◆ **EXERCISE**
Locate the line with "Could you point at the white dresser" in the material. Copy that line and each one after it, through the last, exactly and with nothing else.

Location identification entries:
________________________________________
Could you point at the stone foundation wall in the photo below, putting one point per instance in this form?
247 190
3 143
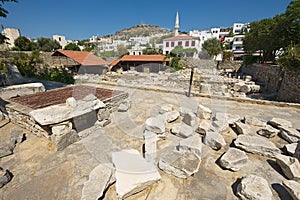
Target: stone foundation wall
285 85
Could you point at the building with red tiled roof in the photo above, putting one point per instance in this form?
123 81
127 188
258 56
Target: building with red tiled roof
141 63
86 61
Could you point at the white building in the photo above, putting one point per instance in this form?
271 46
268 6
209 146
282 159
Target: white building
61 40
12 34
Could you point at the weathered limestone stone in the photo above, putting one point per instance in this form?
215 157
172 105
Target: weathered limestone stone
290 166
172 116
268 131
182 130
214 140
59 113
254 121
254 188
193 144
290 148
204 127
205 88
64 138
276 122
293 188
244 129
204 112
133 173
156 124
180 165
100 178
71 102
124 106
184 110
166 108
289 134
5 177
189 119
257 145
234 159
150 140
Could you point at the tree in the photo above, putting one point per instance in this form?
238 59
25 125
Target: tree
23 44
213 46
72 46
47 44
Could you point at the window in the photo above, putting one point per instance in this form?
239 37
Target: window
193 43
187 43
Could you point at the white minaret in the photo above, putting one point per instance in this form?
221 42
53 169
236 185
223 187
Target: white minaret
176 27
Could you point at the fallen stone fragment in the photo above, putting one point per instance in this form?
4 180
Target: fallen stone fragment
192 144
189 119
289 134
290 166
204 112
254 121
254 188
182 130
172 116
156 124
290 149
234 159
257 145
242 128
133 173
214 140
5 177
268 131
293 188
100 178
276 122
181 165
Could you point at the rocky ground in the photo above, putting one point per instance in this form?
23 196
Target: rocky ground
83 168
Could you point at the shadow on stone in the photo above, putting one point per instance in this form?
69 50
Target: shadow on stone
276 167
281 191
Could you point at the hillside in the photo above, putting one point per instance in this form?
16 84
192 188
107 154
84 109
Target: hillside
139 30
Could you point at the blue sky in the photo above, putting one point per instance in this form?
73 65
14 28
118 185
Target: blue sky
82 19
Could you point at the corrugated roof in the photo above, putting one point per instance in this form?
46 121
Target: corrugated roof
82 57
182 37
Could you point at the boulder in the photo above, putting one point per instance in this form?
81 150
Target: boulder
257 145
289 134
193 144
100 178
181 165
234 159
293 188
214 140
172 116
268 131
182 130
276 122
204 112
5 177
290 149
254 188
254 121
290 166
242 128
156 124
189 119
133 173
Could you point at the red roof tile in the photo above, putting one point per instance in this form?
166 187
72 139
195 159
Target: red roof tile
182 37
82 57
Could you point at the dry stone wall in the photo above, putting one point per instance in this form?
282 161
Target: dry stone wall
285 85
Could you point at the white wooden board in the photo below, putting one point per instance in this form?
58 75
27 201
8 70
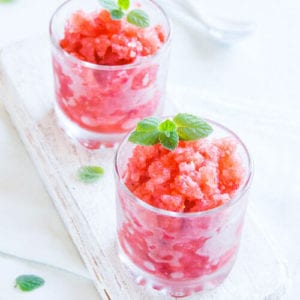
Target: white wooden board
89 210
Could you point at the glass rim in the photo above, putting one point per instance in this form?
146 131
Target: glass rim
238 195
141 61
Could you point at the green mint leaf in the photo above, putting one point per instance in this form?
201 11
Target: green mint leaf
27 283
144 138
108 4
169 139
124 4
116 14
148 124
90 174
190 127
167 125
139 18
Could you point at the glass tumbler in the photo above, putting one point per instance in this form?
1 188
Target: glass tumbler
179 253
97 104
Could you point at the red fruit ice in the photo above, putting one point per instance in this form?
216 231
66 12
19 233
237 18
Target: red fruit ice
123 84
197 176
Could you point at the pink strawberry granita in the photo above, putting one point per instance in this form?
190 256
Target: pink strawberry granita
108 73
180 213
196 176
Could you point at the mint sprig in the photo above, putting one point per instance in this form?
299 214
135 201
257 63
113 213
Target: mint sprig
27 283
90 174
185 127
118 10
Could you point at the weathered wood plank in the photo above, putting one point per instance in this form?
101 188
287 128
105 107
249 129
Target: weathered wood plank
89 210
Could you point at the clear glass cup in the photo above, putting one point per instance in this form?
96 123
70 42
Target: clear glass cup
179 253
97 104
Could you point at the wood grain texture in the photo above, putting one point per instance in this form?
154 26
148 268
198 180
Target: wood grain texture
88 211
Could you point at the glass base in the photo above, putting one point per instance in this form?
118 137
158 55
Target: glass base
87 139
176 288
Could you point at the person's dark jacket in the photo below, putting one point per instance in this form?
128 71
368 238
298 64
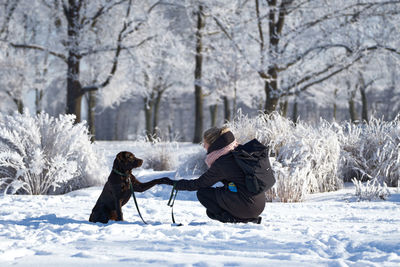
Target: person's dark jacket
240 204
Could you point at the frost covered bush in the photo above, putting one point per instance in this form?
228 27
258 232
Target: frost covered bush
42 154
370 190
160 155
194 165
372 150
306 158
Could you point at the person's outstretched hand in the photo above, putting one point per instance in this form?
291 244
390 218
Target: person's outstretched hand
165 180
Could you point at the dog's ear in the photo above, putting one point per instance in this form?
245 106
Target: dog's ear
119 160
137 162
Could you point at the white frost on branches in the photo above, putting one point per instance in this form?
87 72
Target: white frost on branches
42 154
371 190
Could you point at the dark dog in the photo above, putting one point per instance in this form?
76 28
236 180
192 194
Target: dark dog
116 191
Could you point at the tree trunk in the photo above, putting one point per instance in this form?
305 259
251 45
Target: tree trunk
156 112
271 88
74 88
198 128
213 113
91 116
284 107
335 105
227 111
148 115
295 114
364 101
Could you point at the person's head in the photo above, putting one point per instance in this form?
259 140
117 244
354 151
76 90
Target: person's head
212 134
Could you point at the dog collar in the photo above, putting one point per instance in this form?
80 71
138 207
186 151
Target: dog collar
120 173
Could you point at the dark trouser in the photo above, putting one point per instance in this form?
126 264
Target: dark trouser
208 199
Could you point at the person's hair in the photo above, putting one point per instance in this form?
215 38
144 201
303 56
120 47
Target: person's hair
213 133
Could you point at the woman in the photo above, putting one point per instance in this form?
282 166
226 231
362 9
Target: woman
233 202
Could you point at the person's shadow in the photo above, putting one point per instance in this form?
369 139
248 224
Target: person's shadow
53 219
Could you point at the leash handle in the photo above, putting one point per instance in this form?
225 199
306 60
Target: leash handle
171 202
172 198
134 198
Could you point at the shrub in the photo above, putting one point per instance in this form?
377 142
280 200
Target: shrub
306 158
41 155
371 190
372 151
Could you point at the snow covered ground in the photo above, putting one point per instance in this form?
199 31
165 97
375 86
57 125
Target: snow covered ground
329 229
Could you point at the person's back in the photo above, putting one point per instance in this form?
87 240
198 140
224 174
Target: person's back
231 202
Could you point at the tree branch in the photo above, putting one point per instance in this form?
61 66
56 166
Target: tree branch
37 47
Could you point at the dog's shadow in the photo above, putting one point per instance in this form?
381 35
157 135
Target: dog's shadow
35 222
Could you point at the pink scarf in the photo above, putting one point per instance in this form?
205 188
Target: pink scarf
213 156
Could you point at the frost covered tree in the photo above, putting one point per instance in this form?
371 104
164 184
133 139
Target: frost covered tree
295 45
43 155
75 24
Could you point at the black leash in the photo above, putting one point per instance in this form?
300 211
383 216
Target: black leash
171 202
134 198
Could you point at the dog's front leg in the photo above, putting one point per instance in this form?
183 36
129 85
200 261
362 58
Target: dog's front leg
117 192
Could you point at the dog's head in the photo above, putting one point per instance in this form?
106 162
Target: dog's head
126 161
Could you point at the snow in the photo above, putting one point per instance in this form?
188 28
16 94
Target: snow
327 229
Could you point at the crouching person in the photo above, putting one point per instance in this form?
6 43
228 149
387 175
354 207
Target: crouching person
233 202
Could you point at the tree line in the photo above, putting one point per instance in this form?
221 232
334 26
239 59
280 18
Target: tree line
271 51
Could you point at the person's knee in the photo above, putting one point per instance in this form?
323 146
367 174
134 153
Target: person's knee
201 194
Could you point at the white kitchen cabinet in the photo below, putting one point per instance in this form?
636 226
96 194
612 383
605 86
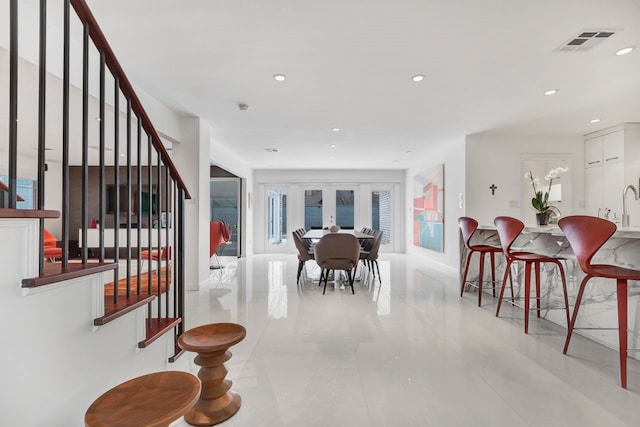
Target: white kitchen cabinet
613 147
593 152
612 161
593 190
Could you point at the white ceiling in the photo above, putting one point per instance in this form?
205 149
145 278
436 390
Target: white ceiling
349 65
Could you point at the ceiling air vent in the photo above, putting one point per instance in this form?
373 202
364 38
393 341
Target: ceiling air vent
586 40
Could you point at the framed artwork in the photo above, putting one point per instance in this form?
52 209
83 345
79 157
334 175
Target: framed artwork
428 209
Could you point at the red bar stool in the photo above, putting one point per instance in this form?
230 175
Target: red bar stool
586 235
508 230
468 226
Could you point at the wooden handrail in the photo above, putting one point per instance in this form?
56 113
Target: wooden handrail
100 41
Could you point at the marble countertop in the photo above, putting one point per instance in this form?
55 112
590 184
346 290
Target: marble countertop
632 232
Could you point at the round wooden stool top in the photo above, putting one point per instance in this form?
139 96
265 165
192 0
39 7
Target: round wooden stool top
150 400
212 337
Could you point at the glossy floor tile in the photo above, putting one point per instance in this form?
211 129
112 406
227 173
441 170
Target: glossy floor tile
405 352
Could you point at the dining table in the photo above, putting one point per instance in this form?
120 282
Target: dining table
319 233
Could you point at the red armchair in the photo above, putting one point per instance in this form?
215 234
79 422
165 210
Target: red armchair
219 233
165 253
51 251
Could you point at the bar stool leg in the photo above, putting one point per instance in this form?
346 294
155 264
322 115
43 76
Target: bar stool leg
507 273
466 270
537 272
493 273
527 295
480 278
572 324
217 403
622 329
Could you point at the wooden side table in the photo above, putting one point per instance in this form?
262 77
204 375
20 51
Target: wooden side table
150 400
217 403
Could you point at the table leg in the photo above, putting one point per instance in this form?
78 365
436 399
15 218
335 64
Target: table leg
216 403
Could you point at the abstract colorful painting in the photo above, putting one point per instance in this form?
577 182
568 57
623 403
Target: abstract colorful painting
428 209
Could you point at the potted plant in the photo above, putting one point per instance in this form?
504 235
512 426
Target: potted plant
540 199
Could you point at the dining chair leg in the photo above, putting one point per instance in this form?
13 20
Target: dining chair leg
622 328
574 316
351 277
326 279
300 265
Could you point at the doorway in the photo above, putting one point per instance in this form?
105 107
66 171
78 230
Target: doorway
224 197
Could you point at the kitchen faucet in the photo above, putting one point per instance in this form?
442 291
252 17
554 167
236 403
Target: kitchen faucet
625 215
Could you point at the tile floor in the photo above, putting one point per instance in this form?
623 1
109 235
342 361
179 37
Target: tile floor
407 352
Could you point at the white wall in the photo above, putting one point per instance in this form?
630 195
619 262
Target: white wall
220 155
452 154
191 158
54 363
496 159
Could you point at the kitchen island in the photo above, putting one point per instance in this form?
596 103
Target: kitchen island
599 307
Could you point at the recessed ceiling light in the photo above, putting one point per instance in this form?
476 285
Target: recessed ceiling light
625 50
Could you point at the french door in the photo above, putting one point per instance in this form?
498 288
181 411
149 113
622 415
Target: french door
327 205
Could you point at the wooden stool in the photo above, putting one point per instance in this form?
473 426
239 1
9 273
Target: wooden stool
216 403
150 400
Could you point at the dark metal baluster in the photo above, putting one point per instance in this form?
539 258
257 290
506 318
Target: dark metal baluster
85 140
167 224
116 179
65 137
42 109
101 173
174 220
159 234
128 197
13 102
139 203
149 225
180 261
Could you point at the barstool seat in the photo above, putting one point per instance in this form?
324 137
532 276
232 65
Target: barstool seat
217 402
155 399
586 235
468 226
508 230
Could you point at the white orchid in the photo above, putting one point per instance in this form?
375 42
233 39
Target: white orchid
540 201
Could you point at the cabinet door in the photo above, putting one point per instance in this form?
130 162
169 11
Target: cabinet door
593 152
613 147
593 187
613 183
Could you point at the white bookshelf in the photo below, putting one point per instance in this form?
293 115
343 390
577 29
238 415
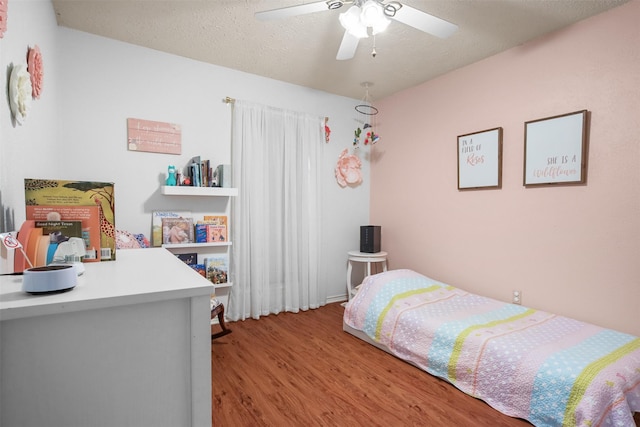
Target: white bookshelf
185 190
203 249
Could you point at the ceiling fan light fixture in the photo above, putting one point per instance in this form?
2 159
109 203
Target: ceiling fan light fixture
334 4
371 13
373 16
380 25
350 20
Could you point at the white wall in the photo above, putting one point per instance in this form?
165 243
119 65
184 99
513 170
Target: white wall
29 149
101 82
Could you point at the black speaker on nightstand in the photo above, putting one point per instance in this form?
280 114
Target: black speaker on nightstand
370 238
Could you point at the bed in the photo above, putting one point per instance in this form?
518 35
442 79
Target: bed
548 369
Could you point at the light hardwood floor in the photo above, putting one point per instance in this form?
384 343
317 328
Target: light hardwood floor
303 370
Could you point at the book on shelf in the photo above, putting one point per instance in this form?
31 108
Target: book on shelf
200 269
189 259
89 217
177 230
217 267
54 233
156 223
201 233
19 261
210 233
216 233
214 219
55 192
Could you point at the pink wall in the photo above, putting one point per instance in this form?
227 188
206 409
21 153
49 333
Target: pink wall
573 250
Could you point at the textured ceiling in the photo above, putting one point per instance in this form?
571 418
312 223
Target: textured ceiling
302 49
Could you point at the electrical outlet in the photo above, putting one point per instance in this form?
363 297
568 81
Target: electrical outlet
517 297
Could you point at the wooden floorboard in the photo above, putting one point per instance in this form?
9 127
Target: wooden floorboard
303 370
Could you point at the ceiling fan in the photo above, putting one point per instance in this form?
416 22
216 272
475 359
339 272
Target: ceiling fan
365 14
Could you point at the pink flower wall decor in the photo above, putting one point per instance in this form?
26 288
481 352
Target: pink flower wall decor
348 169
3 17
36 70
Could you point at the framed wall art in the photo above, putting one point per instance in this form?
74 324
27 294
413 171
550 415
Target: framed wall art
154 137
555 149
480 160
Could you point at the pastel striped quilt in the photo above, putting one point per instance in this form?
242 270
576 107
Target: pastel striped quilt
547 369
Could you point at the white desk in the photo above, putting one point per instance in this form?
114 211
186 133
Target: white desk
129 345
368 258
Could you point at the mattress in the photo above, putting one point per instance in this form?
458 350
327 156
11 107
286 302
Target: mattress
548 369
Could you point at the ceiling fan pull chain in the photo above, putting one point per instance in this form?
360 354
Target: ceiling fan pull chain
373 52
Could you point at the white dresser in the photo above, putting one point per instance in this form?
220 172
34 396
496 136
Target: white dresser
130 345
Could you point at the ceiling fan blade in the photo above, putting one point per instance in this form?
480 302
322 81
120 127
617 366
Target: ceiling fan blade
424 22
286 12
348 47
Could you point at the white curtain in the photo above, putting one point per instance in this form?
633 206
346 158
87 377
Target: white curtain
276 166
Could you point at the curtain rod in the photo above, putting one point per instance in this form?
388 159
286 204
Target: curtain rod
229 100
________________________________________
◆ **ANSWER BELOW**
Could you point at the white dresser in the photo above, putting one point per instance in this form?
220 172
34 396
496 136
Target: white dresser
130 345
Could you point at the ceiling fan blade in the photo above, putting one point per instance in this form?
480 302
322 81
120 127
617 366
Target: ceiling fan blade
424 22
286 12
348 47
Could you point at the white curtain in the photo above, putting one point per instance in this form?
633 206
346 158
87 377
Target: white curtain
276 166
Could you point at the curtain rod in the photo above, putting one point per instance in this form?
388 159
286 204
Target: curtain rod
229 100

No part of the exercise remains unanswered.